**Exercise input**

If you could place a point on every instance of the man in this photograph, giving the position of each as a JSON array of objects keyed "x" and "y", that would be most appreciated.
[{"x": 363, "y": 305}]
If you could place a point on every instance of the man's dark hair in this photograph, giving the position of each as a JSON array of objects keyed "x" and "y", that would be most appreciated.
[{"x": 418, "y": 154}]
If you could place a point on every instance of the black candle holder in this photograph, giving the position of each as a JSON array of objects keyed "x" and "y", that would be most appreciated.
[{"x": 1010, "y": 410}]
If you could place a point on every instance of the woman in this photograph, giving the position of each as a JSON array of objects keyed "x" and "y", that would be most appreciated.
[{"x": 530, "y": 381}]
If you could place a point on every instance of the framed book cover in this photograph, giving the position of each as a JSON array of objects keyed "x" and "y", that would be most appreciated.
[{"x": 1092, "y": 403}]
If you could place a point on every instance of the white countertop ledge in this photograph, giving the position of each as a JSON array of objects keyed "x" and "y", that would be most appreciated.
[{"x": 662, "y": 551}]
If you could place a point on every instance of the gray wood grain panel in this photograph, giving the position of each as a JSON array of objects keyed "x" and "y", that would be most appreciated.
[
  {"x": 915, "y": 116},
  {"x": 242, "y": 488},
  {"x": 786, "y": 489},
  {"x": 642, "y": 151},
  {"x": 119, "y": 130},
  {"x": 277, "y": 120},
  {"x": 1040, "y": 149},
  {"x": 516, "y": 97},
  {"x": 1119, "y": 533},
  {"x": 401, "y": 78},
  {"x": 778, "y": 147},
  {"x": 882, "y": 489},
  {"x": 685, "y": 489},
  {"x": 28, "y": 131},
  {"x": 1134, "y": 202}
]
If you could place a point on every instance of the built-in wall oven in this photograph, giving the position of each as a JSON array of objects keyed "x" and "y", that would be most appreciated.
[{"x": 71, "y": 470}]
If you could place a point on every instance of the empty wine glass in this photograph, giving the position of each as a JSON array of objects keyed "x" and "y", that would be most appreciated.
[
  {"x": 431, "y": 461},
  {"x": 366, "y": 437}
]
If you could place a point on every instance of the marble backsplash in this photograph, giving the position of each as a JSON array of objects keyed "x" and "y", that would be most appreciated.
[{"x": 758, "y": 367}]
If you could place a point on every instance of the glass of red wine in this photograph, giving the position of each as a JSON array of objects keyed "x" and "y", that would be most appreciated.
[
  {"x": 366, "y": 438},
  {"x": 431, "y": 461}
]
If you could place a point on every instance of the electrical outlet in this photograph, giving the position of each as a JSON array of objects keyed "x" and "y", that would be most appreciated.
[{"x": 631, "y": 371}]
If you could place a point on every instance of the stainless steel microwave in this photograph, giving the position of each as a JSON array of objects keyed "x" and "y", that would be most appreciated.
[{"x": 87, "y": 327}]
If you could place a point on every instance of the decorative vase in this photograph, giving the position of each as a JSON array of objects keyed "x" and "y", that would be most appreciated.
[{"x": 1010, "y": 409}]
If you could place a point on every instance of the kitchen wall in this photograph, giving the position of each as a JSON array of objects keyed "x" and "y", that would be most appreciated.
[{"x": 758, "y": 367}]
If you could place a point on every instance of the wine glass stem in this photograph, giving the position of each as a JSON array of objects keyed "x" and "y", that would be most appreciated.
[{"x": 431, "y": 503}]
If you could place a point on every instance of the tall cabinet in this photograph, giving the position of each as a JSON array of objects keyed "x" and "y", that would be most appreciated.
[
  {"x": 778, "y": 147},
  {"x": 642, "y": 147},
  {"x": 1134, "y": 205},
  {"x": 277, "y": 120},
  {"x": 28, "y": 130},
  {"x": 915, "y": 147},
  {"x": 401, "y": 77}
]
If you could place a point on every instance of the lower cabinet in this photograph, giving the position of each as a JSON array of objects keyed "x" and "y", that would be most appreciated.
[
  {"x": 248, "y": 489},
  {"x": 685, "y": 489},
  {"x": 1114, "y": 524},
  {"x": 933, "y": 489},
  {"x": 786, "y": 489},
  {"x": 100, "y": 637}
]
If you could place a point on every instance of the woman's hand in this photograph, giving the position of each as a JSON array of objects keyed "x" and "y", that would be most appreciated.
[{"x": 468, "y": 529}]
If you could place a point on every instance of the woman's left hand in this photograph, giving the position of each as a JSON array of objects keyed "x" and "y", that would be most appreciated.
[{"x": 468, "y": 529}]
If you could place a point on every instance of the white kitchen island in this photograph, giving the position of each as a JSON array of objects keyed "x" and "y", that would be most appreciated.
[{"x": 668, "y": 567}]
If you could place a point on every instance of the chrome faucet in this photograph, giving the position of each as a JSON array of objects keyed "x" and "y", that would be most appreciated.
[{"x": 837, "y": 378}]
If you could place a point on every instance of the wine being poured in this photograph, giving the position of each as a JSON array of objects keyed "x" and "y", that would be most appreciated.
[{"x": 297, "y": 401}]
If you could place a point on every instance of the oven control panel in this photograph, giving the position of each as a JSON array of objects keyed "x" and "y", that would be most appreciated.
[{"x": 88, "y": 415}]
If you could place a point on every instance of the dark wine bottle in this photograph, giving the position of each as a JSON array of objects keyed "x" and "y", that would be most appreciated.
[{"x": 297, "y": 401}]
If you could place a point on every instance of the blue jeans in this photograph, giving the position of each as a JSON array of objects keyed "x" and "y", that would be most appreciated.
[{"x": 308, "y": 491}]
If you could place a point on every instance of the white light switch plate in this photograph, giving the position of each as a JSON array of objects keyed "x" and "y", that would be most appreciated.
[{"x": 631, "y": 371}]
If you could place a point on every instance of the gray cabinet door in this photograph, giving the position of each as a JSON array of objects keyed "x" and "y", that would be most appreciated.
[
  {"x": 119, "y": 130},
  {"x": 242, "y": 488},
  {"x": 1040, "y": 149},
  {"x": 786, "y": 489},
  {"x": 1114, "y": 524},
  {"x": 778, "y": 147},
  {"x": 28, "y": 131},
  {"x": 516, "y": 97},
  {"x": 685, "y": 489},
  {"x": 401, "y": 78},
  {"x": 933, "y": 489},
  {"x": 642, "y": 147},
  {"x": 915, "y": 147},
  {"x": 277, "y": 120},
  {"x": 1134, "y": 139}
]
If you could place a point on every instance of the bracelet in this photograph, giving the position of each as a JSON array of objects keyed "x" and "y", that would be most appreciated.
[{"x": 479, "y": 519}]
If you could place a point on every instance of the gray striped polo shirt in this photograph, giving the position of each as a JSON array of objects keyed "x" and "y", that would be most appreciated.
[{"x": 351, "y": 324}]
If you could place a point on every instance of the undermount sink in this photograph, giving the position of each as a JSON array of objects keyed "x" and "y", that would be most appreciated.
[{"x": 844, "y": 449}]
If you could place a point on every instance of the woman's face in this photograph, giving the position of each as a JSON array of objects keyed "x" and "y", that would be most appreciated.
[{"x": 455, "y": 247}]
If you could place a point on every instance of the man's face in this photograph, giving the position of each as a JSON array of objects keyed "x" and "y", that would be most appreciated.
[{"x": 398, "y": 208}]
--
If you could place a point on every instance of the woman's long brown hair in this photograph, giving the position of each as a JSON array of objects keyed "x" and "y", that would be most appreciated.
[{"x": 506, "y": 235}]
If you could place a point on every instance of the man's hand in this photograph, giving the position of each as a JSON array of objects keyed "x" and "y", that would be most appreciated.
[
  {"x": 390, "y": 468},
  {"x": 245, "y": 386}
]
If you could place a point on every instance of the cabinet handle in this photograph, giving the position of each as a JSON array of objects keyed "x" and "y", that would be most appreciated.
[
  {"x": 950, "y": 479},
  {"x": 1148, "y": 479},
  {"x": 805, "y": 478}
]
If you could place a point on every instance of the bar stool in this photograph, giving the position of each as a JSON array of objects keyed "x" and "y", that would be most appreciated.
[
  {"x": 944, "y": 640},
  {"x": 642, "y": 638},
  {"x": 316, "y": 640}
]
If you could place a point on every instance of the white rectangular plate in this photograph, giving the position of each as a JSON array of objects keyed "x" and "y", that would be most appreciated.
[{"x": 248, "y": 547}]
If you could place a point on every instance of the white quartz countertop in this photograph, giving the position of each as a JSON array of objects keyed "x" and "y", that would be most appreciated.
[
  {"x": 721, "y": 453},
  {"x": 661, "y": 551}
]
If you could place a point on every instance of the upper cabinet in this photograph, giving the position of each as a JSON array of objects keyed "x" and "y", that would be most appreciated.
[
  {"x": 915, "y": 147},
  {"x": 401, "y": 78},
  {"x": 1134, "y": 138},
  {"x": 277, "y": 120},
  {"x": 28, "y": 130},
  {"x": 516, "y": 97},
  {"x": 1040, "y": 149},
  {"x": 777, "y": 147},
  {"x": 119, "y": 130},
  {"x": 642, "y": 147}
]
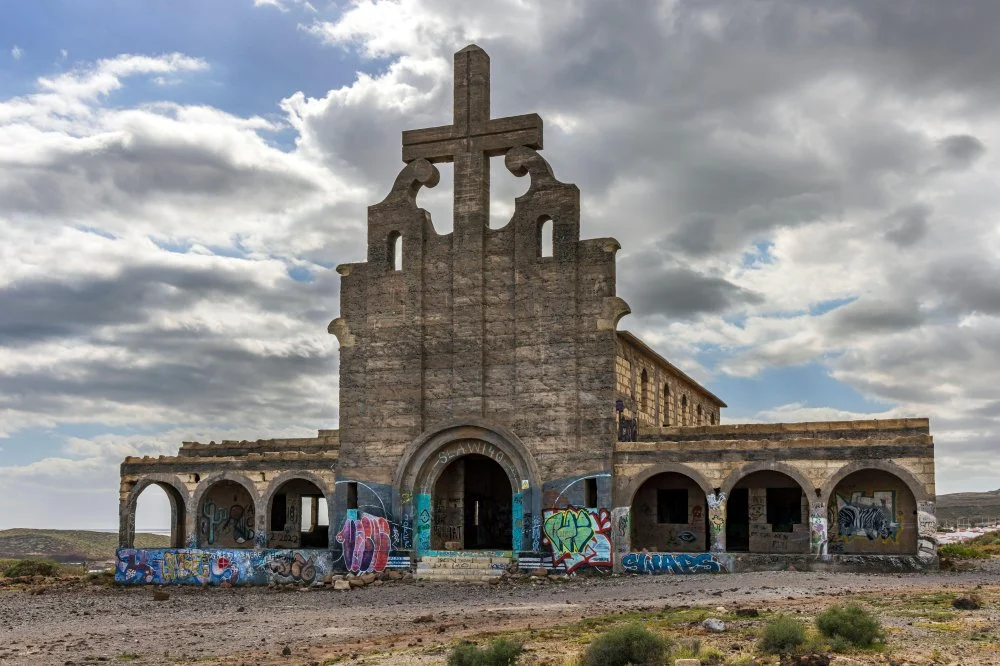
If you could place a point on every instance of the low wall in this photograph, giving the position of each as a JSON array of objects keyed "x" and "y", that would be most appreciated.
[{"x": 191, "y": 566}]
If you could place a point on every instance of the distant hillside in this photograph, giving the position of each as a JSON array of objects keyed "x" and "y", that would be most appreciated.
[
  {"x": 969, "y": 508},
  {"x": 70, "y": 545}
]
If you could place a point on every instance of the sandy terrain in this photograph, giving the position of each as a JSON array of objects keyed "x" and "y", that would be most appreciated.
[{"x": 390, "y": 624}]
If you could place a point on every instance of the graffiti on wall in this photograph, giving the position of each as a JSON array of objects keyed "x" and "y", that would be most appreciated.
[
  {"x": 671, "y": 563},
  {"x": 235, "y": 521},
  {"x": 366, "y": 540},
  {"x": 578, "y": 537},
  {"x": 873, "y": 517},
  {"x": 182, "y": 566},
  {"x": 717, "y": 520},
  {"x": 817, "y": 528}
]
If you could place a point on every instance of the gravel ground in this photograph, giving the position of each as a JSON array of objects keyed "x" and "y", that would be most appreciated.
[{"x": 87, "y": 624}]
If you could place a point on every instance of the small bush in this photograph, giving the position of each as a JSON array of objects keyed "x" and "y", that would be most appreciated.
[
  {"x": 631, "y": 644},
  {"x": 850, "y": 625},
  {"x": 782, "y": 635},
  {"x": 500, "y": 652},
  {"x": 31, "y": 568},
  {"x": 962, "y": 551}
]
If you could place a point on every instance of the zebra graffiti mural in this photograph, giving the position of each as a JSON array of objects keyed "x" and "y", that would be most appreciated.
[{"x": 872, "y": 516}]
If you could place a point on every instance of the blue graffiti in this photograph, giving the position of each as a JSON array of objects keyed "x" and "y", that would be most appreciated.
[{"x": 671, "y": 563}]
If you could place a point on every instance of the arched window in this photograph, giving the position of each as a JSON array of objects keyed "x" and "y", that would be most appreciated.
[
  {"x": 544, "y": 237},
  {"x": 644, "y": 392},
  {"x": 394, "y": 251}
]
* * *
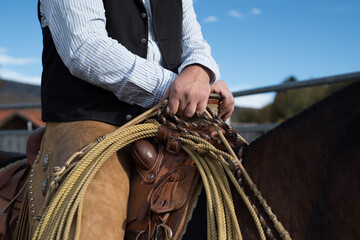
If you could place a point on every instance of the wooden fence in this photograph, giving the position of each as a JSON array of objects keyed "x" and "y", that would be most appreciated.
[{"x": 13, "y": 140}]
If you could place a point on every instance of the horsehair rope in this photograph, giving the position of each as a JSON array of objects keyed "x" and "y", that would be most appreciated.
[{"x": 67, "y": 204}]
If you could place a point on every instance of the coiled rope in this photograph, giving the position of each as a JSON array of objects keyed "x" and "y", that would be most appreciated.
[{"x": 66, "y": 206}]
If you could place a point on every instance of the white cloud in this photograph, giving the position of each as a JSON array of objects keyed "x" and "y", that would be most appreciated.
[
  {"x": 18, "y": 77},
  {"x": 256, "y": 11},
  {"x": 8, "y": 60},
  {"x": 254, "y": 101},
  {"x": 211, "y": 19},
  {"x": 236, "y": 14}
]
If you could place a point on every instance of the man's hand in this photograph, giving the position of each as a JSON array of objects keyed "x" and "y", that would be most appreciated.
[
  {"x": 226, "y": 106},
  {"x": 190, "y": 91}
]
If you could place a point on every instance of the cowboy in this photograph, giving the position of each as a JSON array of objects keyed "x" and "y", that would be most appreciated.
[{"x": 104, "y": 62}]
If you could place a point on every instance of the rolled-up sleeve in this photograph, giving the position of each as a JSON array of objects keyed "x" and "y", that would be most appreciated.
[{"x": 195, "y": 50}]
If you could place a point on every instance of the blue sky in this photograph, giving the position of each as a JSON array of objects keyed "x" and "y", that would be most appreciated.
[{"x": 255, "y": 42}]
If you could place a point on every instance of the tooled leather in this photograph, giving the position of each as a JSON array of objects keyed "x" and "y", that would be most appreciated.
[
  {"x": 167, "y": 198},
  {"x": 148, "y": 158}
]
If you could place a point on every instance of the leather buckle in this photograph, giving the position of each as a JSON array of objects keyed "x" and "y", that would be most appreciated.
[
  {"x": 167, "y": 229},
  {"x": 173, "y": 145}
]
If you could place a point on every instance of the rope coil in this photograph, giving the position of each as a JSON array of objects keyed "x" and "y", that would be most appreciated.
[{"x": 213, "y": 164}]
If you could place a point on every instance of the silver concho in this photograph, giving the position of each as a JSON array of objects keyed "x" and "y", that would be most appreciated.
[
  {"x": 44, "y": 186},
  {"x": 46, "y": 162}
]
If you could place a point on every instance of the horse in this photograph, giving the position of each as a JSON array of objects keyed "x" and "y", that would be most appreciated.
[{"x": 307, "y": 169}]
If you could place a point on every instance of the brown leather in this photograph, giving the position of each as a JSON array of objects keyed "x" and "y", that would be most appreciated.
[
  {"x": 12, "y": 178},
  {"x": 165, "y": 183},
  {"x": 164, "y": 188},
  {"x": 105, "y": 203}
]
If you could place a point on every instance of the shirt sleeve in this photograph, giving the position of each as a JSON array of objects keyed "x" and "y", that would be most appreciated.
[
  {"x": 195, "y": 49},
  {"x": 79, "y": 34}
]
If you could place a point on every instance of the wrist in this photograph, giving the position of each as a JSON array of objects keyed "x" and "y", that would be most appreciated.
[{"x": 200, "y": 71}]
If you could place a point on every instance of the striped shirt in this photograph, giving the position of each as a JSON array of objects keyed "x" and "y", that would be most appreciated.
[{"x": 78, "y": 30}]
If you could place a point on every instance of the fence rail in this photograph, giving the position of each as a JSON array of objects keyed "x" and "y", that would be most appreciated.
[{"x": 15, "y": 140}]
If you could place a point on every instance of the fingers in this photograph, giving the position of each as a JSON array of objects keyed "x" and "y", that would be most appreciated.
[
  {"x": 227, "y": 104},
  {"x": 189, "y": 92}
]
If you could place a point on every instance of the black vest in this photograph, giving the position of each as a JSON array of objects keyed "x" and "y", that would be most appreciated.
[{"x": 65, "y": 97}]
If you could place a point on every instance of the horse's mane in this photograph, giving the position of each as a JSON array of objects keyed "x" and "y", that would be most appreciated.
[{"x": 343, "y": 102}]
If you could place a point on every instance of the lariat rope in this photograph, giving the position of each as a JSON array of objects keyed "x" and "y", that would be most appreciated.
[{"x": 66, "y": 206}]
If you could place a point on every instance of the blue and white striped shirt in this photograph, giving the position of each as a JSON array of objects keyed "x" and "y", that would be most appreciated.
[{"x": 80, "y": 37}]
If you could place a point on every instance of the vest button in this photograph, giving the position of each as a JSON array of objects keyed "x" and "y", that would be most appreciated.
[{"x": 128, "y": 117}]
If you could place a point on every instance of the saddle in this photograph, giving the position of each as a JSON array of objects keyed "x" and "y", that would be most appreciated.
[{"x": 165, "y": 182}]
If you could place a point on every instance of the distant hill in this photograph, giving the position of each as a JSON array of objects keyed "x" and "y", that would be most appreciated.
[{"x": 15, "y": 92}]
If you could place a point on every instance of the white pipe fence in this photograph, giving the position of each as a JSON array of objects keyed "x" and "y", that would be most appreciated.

**Exercise objective**
Identify every line above that contains the word "fence", and copy each of those lines in full.

**Task response**
If you could place a point on every instance of the wooden fence in this photograph, giving the position of each as a JSON array of objects keyed "x" and "y", that would be most appreciated.
If you could place a point on every instance of the fence rail in this photograph, giving the position of each as a JSON array of objects keyed "x" and "y", that would be most appreciated.
If you could place a point on every instance of the white pipe fence in this photograph, giving the position of each as a JSON array of objects keyed "x" and "y", that would be most appreciated.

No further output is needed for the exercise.